# Document text:
+++

This passge below require critical analysis and breakdown Moving averages, weighted moving averages, and exponential smoothing...

This passge below require critical analysis and breakdown



Moving averages, weighted moving averages, and exponential smoothing methods are three forecasting methods that are appropriate for a time series with a horizontal pattern. These methods are easy to use and generally provide a high level of accuracy for short-range forecasts, such as a forecast for the next time period. “The moving averages method uses the average of the most recent k data values in the time series as the forecast for the next period (Anderson, Sweeney, Williams, Camm, Cochran, Fry, & Ohlmann, p.211). “Weighted moving averages involve selecting a different weight for each data value in the moving average and then computing a weighted average of the most recent k values as the forecast”(Anderson, Sweeney, Williams, Camm, Cochran, Fry, & Ohlmann, P. 214). “Exponential smoothing also uses a weighted average of past time series values as a forecast; it is a special case of the weighted moving averages method in which we select only one weight—the weight for the most recent observation. The weights for the other data values are computed automatically and become smaller as the observations move farther into the past”(Anderson, Sweeney, Williams, Camm, Cochran, Fry, & Ohlmann, p. 215).

+++

# Exercise description:
Answer these questions from the forecasting passage.
(a) For what pattern of time series are the three methods appropriate?
(b) What does the moving averages method use as the forecast for the next period?
(c) In exponential smoothing, which single weight is selected?

Excerpts of bounding box data:
+++

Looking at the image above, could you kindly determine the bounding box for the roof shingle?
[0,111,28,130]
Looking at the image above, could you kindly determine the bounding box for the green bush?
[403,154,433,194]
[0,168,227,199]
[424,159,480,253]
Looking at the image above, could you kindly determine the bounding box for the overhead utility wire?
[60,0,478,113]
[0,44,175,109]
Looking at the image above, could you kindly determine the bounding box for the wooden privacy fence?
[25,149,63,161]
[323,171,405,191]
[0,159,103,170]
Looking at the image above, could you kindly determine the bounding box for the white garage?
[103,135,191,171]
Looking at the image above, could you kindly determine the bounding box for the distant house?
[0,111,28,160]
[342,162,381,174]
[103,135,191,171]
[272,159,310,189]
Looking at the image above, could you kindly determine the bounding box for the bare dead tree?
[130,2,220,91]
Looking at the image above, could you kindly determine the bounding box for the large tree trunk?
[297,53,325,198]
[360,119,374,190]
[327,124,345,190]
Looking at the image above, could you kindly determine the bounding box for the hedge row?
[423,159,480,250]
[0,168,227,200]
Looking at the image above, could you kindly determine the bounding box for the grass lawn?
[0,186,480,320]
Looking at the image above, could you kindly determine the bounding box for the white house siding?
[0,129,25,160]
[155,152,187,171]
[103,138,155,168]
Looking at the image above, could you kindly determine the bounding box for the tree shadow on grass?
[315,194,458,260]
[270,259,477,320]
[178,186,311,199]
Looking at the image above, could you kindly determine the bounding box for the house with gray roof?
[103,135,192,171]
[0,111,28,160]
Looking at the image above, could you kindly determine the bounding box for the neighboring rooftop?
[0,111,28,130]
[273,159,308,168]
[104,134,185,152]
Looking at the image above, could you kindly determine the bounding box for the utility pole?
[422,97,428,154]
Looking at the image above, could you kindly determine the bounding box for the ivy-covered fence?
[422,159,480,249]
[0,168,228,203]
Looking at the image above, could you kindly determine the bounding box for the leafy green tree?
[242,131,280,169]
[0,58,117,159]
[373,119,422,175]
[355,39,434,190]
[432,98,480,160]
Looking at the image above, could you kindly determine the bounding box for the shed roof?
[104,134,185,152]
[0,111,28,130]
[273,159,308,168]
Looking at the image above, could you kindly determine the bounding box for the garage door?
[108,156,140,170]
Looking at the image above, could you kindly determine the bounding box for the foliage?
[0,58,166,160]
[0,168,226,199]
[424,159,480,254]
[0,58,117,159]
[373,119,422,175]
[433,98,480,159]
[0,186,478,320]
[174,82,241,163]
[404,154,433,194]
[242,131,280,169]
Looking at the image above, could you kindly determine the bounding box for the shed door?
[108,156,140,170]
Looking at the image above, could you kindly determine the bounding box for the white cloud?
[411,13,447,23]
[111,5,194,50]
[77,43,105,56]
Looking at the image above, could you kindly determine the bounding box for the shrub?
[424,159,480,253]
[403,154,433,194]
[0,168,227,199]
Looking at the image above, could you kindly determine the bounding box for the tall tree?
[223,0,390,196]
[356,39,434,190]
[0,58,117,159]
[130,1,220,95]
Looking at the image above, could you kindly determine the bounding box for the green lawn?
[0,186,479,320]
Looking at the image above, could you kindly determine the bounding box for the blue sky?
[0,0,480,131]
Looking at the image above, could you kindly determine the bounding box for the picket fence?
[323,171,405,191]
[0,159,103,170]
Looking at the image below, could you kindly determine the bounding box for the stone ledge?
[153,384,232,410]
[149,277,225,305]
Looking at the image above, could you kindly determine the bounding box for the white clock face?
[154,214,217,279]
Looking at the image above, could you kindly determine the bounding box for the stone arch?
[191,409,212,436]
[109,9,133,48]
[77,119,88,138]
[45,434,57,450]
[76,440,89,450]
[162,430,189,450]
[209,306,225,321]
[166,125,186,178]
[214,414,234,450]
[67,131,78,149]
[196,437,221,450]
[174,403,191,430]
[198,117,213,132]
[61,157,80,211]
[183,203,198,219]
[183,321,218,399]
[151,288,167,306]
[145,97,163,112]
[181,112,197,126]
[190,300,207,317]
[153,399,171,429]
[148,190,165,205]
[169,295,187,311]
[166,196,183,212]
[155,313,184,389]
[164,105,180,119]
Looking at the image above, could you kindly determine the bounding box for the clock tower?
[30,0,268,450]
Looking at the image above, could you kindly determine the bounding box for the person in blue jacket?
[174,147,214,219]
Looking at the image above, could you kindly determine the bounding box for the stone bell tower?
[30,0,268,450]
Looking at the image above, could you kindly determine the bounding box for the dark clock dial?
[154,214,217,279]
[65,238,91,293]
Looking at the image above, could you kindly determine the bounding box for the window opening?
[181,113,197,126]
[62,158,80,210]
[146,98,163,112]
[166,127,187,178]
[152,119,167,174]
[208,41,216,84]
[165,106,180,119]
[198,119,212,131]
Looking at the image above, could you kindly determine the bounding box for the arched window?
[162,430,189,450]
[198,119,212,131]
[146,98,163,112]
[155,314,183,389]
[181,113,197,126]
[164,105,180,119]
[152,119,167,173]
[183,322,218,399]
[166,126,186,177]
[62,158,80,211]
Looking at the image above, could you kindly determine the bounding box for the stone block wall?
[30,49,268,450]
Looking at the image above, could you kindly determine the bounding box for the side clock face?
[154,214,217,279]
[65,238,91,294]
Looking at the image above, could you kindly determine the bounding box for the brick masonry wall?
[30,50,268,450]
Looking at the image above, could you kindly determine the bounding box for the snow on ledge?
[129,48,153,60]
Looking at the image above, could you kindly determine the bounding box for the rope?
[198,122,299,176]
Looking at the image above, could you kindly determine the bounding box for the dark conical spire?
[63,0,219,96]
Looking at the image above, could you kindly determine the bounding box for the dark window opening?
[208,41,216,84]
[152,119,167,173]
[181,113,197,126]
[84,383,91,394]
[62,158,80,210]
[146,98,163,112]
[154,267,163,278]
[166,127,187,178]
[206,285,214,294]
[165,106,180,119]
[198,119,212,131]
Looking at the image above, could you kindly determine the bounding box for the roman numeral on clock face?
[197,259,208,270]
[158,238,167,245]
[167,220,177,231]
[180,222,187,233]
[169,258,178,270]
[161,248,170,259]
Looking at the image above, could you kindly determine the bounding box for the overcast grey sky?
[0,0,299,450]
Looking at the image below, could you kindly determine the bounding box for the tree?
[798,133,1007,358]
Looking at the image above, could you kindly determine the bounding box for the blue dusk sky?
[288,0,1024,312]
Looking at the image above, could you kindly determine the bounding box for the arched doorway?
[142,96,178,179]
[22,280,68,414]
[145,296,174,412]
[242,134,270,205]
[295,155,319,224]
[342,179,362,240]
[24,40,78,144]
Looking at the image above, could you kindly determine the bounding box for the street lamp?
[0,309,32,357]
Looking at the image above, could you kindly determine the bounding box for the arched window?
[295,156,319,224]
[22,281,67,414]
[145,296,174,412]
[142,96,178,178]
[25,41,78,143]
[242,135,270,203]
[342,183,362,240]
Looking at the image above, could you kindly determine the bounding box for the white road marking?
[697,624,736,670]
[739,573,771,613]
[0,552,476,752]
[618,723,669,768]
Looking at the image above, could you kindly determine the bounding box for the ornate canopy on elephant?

+++

# Completed task:
(a) A horizontal pattern.
(b) The average of the most recent k data values in the time series.
(c) The weight for the most recent observation.